### DESCRIPTION OF THE TASK
Write out everything in the data below, from the line containing "Would you mind picking out the cone-shaped" down to the line containing "<point>491,658</point>", as a numbered list with no blank lines. Include both of those lines.
┄┄┄┄┄┄┄┄┄┄┄┄┄┄┄┄┄┄┄┄
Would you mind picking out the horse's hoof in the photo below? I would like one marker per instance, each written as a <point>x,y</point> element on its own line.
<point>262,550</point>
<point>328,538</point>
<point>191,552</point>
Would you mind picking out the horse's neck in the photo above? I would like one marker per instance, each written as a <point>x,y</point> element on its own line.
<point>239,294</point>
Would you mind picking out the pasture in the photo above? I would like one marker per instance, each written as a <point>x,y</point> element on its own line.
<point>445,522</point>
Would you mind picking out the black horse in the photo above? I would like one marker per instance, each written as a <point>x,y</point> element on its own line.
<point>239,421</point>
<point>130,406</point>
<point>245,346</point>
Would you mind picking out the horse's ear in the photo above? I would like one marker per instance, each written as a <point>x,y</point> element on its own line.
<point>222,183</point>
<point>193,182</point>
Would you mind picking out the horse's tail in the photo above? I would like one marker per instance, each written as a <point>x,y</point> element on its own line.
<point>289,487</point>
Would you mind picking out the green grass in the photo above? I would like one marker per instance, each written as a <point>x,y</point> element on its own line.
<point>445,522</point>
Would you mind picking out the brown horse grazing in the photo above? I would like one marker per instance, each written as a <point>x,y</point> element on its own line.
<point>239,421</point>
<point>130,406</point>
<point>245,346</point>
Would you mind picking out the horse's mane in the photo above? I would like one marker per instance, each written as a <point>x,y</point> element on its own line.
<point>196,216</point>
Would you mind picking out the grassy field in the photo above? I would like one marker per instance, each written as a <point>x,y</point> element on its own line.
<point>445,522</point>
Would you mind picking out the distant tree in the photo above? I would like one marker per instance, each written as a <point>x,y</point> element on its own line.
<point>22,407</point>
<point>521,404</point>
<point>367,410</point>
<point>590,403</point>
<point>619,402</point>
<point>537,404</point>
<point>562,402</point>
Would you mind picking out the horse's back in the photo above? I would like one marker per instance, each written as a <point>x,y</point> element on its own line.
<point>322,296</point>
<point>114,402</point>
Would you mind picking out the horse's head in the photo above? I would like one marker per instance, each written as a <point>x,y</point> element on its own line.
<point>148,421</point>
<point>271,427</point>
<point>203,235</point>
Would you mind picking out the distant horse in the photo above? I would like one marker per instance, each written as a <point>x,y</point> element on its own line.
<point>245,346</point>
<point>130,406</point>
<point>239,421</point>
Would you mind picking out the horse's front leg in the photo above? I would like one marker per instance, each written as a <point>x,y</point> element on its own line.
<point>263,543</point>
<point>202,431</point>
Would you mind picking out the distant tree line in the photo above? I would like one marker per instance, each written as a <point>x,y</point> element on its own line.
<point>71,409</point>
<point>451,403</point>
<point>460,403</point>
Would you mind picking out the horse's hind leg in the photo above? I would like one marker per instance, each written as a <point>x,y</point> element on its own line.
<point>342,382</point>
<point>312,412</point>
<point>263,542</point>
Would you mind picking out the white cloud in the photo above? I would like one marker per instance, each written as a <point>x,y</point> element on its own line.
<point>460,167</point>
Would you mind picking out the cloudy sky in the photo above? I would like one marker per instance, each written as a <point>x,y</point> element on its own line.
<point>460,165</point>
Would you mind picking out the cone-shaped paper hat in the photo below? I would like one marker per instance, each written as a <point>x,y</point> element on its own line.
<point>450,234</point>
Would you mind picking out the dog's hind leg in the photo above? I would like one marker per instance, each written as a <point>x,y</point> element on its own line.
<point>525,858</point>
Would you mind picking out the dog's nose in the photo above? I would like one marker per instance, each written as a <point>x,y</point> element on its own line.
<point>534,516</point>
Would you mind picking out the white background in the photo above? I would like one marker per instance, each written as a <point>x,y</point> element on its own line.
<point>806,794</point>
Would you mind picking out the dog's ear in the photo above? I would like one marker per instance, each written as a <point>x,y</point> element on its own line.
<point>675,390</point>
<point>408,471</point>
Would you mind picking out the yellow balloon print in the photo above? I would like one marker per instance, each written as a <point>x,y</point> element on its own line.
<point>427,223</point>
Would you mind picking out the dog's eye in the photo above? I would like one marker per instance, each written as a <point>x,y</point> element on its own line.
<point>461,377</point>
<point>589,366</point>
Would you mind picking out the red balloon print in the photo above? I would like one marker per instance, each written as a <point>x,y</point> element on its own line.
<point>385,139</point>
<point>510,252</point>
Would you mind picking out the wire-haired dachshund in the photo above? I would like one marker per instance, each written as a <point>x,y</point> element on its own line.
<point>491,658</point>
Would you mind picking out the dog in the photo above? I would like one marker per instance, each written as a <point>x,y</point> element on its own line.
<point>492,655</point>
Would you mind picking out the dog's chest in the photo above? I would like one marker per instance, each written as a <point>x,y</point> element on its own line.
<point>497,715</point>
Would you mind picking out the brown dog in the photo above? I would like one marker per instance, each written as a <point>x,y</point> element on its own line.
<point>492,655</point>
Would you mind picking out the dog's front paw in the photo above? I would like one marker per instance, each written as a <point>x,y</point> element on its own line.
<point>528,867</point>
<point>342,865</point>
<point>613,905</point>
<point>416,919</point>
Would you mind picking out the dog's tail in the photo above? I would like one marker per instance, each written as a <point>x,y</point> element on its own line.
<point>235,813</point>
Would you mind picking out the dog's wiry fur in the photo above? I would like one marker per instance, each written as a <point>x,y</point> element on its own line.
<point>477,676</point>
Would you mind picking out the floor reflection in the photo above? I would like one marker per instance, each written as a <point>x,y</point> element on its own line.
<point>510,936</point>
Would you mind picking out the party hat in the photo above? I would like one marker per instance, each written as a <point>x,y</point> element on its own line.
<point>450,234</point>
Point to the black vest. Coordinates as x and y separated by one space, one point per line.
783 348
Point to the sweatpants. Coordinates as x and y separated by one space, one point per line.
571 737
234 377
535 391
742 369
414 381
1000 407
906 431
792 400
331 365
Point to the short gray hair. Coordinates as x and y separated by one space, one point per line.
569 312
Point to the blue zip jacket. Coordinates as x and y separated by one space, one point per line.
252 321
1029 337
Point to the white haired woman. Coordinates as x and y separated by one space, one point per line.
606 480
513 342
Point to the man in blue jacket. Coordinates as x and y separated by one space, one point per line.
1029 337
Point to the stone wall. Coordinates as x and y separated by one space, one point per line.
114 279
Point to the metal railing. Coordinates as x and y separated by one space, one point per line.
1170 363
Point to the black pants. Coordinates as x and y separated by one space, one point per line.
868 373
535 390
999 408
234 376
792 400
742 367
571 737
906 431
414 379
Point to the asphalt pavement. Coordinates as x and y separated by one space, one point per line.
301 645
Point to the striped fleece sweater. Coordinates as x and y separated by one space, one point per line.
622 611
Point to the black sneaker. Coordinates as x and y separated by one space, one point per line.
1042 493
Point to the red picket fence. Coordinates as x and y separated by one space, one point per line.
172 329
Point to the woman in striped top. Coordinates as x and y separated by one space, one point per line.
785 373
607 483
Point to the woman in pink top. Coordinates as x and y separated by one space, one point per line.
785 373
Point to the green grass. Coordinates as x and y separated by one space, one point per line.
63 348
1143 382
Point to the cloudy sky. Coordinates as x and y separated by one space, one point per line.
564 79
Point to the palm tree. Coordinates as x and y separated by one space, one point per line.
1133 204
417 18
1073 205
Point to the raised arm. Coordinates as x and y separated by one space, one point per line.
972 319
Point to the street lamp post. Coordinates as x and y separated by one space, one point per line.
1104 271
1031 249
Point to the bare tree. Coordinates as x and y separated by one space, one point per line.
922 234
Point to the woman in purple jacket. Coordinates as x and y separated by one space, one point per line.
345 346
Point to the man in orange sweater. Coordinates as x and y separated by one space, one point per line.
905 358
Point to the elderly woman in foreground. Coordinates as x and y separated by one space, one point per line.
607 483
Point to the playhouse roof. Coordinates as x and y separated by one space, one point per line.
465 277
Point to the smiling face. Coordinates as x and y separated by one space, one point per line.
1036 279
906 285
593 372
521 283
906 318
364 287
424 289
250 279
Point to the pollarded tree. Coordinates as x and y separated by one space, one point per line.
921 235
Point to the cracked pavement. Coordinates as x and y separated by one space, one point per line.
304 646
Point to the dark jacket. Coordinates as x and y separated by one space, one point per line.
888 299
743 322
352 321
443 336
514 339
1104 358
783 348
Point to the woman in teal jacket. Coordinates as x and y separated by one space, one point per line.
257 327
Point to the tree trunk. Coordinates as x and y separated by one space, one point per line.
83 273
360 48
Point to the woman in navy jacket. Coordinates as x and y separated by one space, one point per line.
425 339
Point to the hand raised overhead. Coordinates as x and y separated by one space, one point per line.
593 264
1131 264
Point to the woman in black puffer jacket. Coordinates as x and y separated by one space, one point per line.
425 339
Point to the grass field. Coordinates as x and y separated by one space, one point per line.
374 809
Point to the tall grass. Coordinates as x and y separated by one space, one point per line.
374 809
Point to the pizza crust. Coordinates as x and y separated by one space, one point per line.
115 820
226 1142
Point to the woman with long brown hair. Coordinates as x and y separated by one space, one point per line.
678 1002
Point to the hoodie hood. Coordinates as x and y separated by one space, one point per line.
┄┄┄┄┄┄┄┄┄┄┄┄┄┄┄┄┄┄┄┄
### FINISHED ANSWER
1. Would you mind picking out the cone-shaped paper hat in the photo below? I would like one marker per instance, each written as a <point>x,y</point> element on its own line.
2. <point>450,234</point>
3. Would you mind picking out the dog's hind leg in the photo above? I would like one marker per instance, each written as a <point>x,y</point> element on its own line.
4. <point>525,858</point>
5. Would you mind picking out the dog's nose in the photo above? I would like one marker per instance, each written as a <point>x,y</point> element on its own line.
6. <point>534,516</point>
7. Would you mind picking out the white background in the photo above? I would like one marker per instance, each written as a <point>x,y</point> element on its own line.
8. <point>806,794</point>
9. Would you mind picking out the dog's ear in the photo above? I would like one marker per instance, each written as a <point>x,y</point> element on its own line.
10. <point>675,390</point>
11. <point>408,471</point>
12. Would you mind picking out the yellow balloon print in the photo above? I would like one marker per instance, each written as a <point>x,y</point> element on its own line.
13. <point>427,223</point>
14. Would you mind picking out the dog's eye in the photo above? I would like one marker per instance, each written as a <point>x,y</point> element on its own line.
15. <point>461,377</point>
16. <point>589,366</point>
17. Would you mind picking out the red balloon print in the photo above? I would like one marker per instance, each written as a <point>x,y</point> element on its own line.
18. <point>385,139</point>
19. <point>510,252</point>
20. Would you mind picking out the wire-haired dachshund in the photo above? I would like one marker per instance, each written as a <point>x,y</point> element on its own line.
21. <point>491,658</point>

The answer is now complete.